* Work item
Go through the listing below and report how many lines contain the word "walking"; write no other words.
(Records for this task Opens)
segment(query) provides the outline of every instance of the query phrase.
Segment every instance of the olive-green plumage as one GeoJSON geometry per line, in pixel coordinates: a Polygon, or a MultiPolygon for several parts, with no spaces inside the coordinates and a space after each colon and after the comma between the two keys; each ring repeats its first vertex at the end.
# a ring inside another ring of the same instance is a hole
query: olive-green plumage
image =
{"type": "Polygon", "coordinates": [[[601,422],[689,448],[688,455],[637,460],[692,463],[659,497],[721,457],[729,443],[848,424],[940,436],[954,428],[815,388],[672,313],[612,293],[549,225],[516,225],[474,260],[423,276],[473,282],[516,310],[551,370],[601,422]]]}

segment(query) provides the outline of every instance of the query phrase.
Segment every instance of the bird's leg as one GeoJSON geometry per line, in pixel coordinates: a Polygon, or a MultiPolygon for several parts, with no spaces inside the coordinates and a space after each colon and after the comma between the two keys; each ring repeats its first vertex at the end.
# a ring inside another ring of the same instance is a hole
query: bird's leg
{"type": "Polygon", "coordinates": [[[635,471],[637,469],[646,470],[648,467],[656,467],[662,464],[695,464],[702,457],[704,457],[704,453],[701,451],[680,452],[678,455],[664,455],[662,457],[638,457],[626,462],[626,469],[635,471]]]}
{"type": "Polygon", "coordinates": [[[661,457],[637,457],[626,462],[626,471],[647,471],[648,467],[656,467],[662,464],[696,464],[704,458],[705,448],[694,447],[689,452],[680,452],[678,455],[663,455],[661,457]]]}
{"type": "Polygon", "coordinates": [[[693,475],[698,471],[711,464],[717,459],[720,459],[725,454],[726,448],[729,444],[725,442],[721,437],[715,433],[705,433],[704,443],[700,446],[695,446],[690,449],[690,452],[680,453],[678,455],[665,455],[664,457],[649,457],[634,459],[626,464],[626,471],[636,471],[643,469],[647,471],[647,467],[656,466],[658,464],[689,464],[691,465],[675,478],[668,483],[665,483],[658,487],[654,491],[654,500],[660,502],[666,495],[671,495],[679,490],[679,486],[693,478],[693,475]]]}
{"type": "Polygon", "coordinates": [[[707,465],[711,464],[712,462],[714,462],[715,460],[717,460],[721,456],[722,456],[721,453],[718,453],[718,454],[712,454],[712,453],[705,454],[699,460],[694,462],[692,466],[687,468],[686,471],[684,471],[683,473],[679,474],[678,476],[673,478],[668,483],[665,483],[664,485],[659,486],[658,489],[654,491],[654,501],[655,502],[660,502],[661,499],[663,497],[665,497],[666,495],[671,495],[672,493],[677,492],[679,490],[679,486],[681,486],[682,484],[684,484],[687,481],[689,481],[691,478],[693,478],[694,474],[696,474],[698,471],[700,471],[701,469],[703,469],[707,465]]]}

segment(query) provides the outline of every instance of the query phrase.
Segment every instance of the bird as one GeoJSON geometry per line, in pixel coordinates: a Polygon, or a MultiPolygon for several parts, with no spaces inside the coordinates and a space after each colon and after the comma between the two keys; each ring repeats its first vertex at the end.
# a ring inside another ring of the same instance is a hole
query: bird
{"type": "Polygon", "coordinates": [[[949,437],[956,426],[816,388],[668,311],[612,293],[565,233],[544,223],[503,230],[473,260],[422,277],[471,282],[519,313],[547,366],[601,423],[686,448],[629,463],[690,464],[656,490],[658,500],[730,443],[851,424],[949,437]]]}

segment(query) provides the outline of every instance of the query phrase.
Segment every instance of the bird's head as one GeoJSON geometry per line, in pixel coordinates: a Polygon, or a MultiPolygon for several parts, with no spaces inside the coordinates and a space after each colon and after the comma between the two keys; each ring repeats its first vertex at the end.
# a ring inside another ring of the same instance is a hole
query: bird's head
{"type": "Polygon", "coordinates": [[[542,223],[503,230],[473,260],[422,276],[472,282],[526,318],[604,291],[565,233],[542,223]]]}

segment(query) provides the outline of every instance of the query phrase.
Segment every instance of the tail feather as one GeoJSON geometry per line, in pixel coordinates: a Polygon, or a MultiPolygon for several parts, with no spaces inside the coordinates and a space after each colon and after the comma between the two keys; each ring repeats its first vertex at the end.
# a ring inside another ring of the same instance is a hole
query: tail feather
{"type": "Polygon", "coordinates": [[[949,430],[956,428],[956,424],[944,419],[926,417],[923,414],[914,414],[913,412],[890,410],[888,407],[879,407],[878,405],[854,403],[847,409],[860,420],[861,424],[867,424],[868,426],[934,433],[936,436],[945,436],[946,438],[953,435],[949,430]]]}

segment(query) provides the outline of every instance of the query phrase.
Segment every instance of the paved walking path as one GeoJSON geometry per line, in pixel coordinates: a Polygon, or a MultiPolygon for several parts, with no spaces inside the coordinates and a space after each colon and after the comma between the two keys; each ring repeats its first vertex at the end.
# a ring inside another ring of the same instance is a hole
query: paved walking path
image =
(Records for this task Closes)
* Output of the exercise
2